■ Stored entries ■
——————

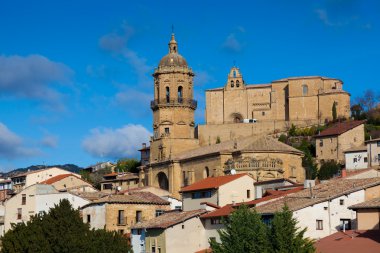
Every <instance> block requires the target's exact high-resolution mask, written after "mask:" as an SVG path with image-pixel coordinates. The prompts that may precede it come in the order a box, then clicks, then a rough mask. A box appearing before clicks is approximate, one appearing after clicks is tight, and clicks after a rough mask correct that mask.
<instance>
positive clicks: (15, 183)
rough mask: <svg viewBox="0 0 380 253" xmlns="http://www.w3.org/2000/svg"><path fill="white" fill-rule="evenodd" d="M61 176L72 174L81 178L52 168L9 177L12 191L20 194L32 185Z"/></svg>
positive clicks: (56, 169) (65, 172) (35, 170)
mask: <svg viewBox="0 0 380 253" xmlns="http://www.w3.org/2000/svg"><path fill="white" fill-rule="evenodd" d="M62 174H73V175H75V176H77V177H79V178H80V177H81V176H80V175H79V174H76V173H73V172H70V171H67V170H63V169H60V168H56V167H52V168H47V169H41V170H32V171H28V172H25V173H21V174H18V175H15V176H13V177H11V180H12V189H13V190H14V191H15V192H20V191H21V190H22V189H24V188H26V187H29V186H31V185H33V184H38V183H40V182H43V181H45V180H48V179H50V178H52V177H55V176H58V175H62Z"/></svg>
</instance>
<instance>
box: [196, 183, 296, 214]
mask: <svg viewBox="0 0 380 253" xmlns="http://www.w3.org/2000/svg"><path fill="white" fill-rule="evenodd" d="M302 189H303V187H297V188H294V189H291V190H287V191H277V192H278V193H277V194H273V195H270V196H266V197H263V198H260V199H255V200H252V201H248V202H244V203H237V204H228V205H225V206H223V207H221V208H220V209H217V210H214V211H211V212H209V213H206V214H204V215H202V216H201V217H202V219H207V218H215V217H226V216H228V215H230V214H231V213H232V212H233V211H234V210H235V208H236V207H238V206H240V205H242V204H244V205H247V206H249V207H254V206H256V205H258V204H261V203H265V202H268V201H273V200H275V199H277V198H280V197H284V196H286V195H288V194H291V193H295V192H299V191H301V190H302Z"/></svg>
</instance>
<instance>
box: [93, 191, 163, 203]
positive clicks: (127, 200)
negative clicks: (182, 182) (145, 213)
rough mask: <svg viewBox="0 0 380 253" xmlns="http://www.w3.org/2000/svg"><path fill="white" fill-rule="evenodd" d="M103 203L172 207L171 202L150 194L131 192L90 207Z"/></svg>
mask: <svg viewBox="0 0 380 253" xmlns="http://www.w3.org/2000/svg"><path fill="white" fill-rule="evenodd" d="M103 203H117V204H156V205H170V202H168V201H166V200H163V199H162V198H160V197H158V196H157V195H155V194H153V193H150V192H131V193H130V194H128V195H114V194H113V195H108V196H106V197H103V198H100V199H97V200H94V201H93V202H92V203H90V204H88V205H92V204H103ZM88 205H86V206H88Z"/></svg>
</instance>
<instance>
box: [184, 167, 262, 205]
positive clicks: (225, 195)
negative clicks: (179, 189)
mask: <svg viewBox="0 0 380 253" xmlns="http://www.w3.org/2000/svg"><path fill="white" fill-rule="evenodd" d="M254 182H255V180H254V179H253V178H252V177H250V176H249V175H248V174H236V175H227V176H220V177H208V178H205V179H203V180H201V181H198V182H196V183H194V184H191V185H189V186H186V187H184V188H182V189H181V193H182V208H183V210H184V211H190V210H197V209H199V208H200V206H201V203H203V202H208V203H211V204H214V205H217V206H225V205H227V204H231V203H237V202H248V201H250V200H253V199H254V198H255V193H254V190H255V188H254V185H253V184H254Z"/></svg>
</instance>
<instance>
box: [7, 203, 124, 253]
mask: <svg viewBox="0 0 380 253" xmlns="http://www.w3.org/2000/svg"><path fill="white" fill-rule="evenodd" d="M1 240H2V246H3V247H2V250H1V252H3V253H16V252H31V253H32V252H45V253H56V252H57V253H58V252H60V253H61V252H62V253H65V252H67V253H69V252H70V253H76V252H78V253H80V252H95V253H97V252H99V253H100V252H132V250H131V247H130V245H129V243H128V241H127V239H126V238H124V237H122V236H121V235H119V234H117V233H116V232H109V231H106V230H103V229H100V230H94V229H92V230H91V229H90V228H89V225H88V224H85V223H83V221H82V219H81V217H80V215H79V211H78V210H74V209H73V208H72V206H71V204H70V202H69V201H68V200H66V199H64V200H62V201H60V203H59V204H58V205H55V206H54V208H51V209H50V211H49V212H48V213H46V212H44V213H42V214H37V215H34V216H32V217H31V219H30V221H28V222H26V223H19V224H13V225H12V229H11V230H9V231H8V232H7V233H6V234H5V235H4V237H3V238H2V239H1Z"/></svg>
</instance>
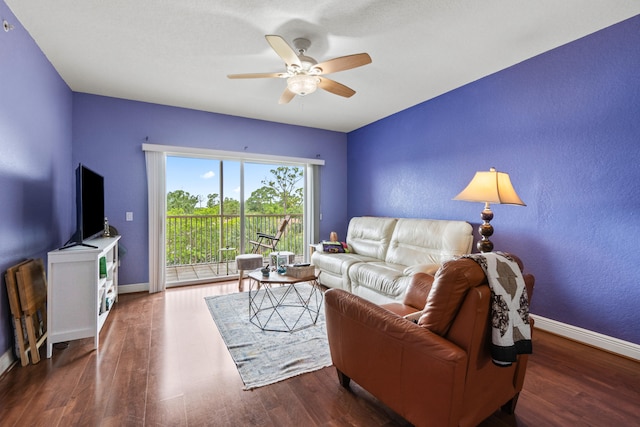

——————

■ Task description ■
Reproduce every line from the beginning of the lines above down to and including the one that contains "positive clicks: (15, 183)". Omit the pictures.

■ Answer section ■
Every <instance> block requires the target's exact high-resolution mask, written after "mask:" as an SVG path with image-pixel coordinates. The prompts that may precede it come in the order a box, then clicks, then a rough mask. A box appearing before clicks is approximate, one appearing after clicks is tight, and clicks after a rough mask correct that mask.
<instance>
positive clicks: (15, 183)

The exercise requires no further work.